▼

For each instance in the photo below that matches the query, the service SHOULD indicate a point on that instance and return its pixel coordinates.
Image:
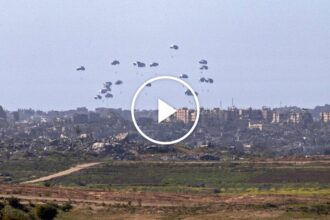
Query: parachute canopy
(139, 64)
(174, 47)
(204, 67)
(119, 82)
(81, 68)
(204, 62)
(183, 76)
(154, 64)
(115, 62)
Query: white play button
(164, 110)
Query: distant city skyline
(259, 52)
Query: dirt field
(63, 173)
(97, 204)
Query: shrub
(10, 213)
(46, 211)
(14, 202)
(66, 207)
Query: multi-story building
(80, 118)
(183, 115)
(280, 117)
(267, 114)
(325, 117)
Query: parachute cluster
(106, 91)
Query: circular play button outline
(157, 78)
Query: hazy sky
(259, 52)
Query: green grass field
(206, 177)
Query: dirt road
(63, 173)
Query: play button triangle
(164, 110)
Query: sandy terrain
(63, 173)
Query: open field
(256, 189)
(69, 171)
(207, 177)
(99, 204)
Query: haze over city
(259, 52)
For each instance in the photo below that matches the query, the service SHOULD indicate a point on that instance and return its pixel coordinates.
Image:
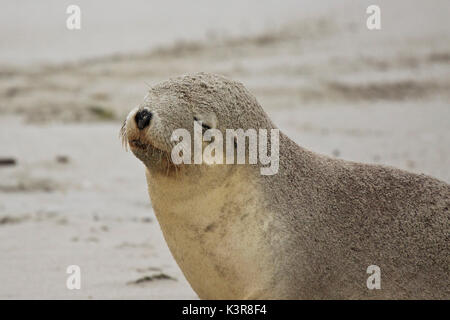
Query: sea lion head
(212, 101)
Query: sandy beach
(72, 194)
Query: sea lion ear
(209, 120)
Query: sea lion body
(307, 232)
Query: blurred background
(71, 195)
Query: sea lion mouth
(137, 143)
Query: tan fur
(309, 231)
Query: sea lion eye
(204, 125)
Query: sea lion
(308, 232)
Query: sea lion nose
(143, 118)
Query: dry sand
(76, 197)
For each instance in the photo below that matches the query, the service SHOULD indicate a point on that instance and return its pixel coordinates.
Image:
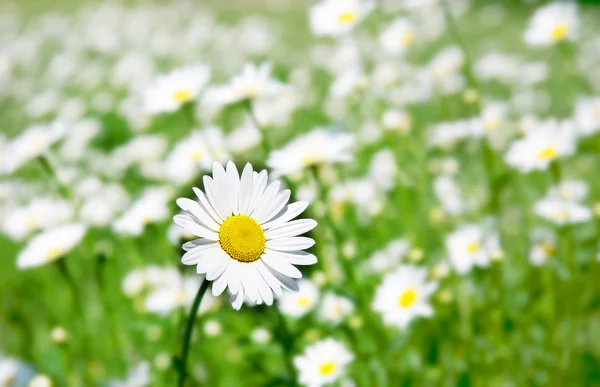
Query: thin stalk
(187, 337)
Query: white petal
(258, 188)
(186, 222)
(207, 206)
(272, 207)
(202, 242)
(281, 266)
(197, 211)
(216, 200)
(245, 192)
(233, 183)
(295, 257)
(269, 278)
(219, 285)
(288, 213)
(290, 244)
(293, 228)
(221, 182)
(194, 256)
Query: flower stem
(181, 362)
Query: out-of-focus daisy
(587, 116)
(301, 302)
(335, 308)
(398, 36)
(33, 142)
(40, 213)
(553, 23)
(471, 245)
(337, 17)
(176, 88)
(253, 82)
(312, 149)
(404, 295)
(543, 246)
(248, 241)
(562, 212)
(50, 245)
(542, 146)
(322, 363)
(150, 207)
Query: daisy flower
(253, 82)
(337, 17)
(540, 147)
(553, 23)
(335, 308)
(315, 148)
(471, 245)
(50, 245)
(169, 92)
(248, 241)
(322, 363)
(404, 295)
(397, 37)
(301, 302)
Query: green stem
(187, 337)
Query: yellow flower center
(560, 32)
(242, 238)
(327, 368)
(197, 155)
(547, 247)
(303, 301)
(549, 153)
(347, 17)
(408, 298)
(182, 96)
(313, 159)
(407, 39)
(472, 247)
(54, 254)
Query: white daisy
(248, 241)
(404, 295)
(337, 17)
(176, 88)
(335, 308)
(322, 363)
(471, 245)
(315, 148)
(542, 146)
(553, 23)
(299, 303)
(397, 37)
(50, 245)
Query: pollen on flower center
(242, 238)
(549, 153)
(327, 368)
(347, 17)
(408, 298)
(560, 32)
(182, 96)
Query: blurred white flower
(470, 246)
(176, 88)
(50, 245)
(315, 148)
(553, 23)
(338, 17)
(404, 295)
(322, 363)
(299, 303)
(335, 308)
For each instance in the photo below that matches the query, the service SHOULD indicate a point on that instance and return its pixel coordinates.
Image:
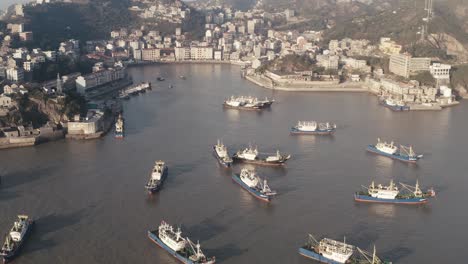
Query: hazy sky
(6, 3)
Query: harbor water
(90, 204)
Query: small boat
(335, 252)
(245, 103)
(402, 153)
(158, 175)
(249, 180)
(119, 127)
(391, 194)
(267, 102)
(221, 154)
(313, 128)
(181, 248)
(251, 155)
(394, 105)
(15, 239)
(123, 95)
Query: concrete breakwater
(311, 86)
(17, 142)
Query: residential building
(328, 61)
(389, 47)
(5, 101)
(150, 54)
(440, 71)
(99, 78)
(201, 53)
(182, 53)
(15, 74)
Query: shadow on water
(207, 228)
(225, 252)
(14, 179)
(48, 224)
(152, 199)
(6, 195)
(284, 190)
(362, 236)
(397, 254)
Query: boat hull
(313, 255)
(220, 160)
(373, 149)
(296, 131)
(153, 237)
(119, 135)
(260, 161)
(158, 186)
(255, 108)
(255, 193)
(10, 256)
(370, 199)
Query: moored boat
(394, 105)
(16, 237)
(221, 154)
(246, 103)
(391, 194)
(181, 248)
(158, 175)
(336, 252)
(249, 180)
(119, 127)
(402, 153)
(313, 128)
(251, 155)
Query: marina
(392, 194)
(134, 90)
(181, 126)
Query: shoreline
(267, 83)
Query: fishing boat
(221, 154)
(313, 128)
(181, 248)
(245, 102)
(123, 95)
(249, 180)
(336, 252)
(16, 237)
(158, 175)
(251, 155)
(119, 127)
(402, 153)
(394, 104)
(391, 194)
(267, 102)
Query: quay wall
(17, 142)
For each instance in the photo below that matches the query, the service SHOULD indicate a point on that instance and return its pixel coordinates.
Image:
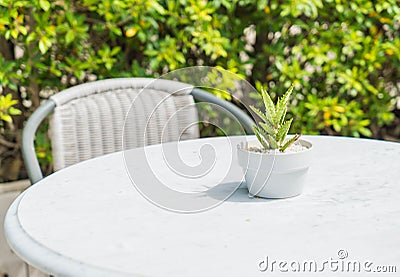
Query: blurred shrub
(342, 56)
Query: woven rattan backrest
(88, 120)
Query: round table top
(90, 220)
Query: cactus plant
(271, 132)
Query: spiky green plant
(271, 132)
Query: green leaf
(260, 137)
(289, 142)
(269, 105)
(69, 37)
(281, 107)
(260, 114)
(283, 130)
(14, 111)
(268, 128)
(268, 138)
(44, 4)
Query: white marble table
(90, 220)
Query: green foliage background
(342, 56)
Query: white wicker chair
(87, 120)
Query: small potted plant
(275, 165)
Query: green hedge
(342, 56)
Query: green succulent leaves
(271, 132)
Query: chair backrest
(88, 120)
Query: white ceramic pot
(275, 175)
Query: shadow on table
(220, 192)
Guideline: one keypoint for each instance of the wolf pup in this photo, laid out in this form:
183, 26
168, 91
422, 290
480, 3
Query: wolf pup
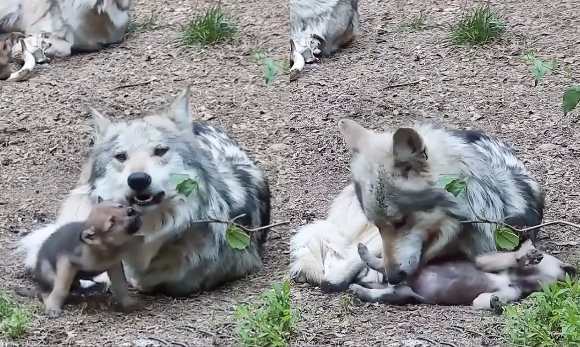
7, 40
135, 162
82, 250
492, 280
320, 27
69, 25
397, 207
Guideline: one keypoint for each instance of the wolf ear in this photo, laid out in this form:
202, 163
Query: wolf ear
409, 149
100, 122
180, 110
353, 133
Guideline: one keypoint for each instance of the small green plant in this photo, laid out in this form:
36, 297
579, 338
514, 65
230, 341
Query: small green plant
149, 23
272, 68
269, 322
237, 236
505, 237
211, 27
480, 27
549, 318
14, 317
346, 303
571, 97
417, 23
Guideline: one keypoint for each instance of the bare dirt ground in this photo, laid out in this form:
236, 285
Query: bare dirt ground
489, 89
45, 132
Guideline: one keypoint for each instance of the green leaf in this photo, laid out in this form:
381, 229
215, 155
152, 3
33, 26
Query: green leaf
237, 238
541, 68
506, 239
571, 99
453, 184
187, 186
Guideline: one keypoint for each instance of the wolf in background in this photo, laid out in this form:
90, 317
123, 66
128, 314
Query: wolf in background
320, 27
396, 207
68, 25
132, 162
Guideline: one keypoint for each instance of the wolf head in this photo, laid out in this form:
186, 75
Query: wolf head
133, 161
391, 174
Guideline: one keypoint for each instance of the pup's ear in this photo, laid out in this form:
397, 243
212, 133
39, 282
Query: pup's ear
100, 122
180, 110
569, 269
354, 134
89, 237
409, 149
110, 223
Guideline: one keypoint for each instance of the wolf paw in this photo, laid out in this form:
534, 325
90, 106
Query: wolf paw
496, 304
533, 257
53, 312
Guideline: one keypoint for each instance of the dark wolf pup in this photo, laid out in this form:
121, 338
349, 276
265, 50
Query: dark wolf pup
489, 282
134, 162
82, 250
396, 206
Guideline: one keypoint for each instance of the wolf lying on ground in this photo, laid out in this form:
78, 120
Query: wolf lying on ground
69, 25
320, 27
492, 280
82, 250
396, 206
133, 161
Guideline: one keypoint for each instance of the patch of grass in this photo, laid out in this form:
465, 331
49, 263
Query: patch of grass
14, 317
268, 322
272, 68
212, 26
480, 27
417, 23
550, 318
150, 23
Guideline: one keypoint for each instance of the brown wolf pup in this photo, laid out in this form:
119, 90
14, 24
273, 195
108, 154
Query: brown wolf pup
487, 283
83, 250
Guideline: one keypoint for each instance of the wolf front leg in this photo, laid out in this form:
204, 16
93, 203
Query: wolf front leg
65, 274
120, 289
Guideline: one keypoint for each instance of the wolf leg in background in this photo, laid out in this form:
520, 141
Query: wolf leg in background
176, 258
321, 27
463, 283
396, 204
72, 25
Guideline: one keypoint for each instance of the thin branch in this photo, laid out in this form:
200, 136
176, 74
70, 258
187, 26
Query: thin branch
404, 84
135, 84
246, 229
485, 221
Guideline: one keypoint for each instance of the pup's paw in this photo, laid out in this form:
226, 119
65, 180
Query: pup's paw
128, 305
354, 288
496, 304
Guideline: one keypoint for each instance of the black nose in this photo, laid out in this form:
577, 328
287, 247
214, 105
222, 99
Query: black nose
397, 277
139, 181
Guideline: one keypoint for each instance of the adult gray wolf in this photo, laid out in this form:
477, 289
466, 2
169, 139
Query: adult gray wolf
132, 162
320, 27
397, 207
486, 284
68, 25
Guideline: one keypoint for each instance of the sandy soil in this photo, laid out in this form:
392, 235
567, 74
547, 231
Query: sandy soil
45, 132
489, 89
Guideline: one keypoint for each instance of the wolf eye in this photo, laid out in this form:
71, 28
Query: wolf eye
160, 151
398, 224
121, 156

▲

DIRECTIONS FOR THIS TASK:
Copy out word for word the lines of the data above, from the line containing "Guideline: one keypoint for each instance of the thin" through the final line of the data, both ends included.

COMPLETED EXERCISE:
Guideline: one keypoint for each instance of the thin branch in this photo, laid out in this form:
200, 136
176, 74
70, 258
187, 26
Query: thin branch
404, 84
135, 84
246, 229
485, 221
Guideline: one keypoint for each instance of the pup's paw in this photo, laid out in this form:
226, 119
65, 180
Query: pup's paw
128, 305
354, 288
496, 304
Guideline: one keypoint for each instance of the black nose in this photo, laid out in this form:
577, 328
287, 247
214, 105
222, 99
Query: black nose
397, 277
139, 181
Guideline: one keypoint for each instance of the adult gray wolf in this photo, laid out in this form:
477, 289
466, 2
169, 139
Query: adult gray wolf
132, 162
320, 27
397, 207
486, 284
68, 25
Guideline: one keypoint for each instance of the sandy soil in this photo, laid out in this form:
392, 235
567, 74
547, 231
Query: sandy soil
45, 132
489, 89
Guideline: one keypoint for each instance of the wolf eye in this photo, laid out in this form:
71, 28
Query: wolf eye
160, 151
398, 224
121, 156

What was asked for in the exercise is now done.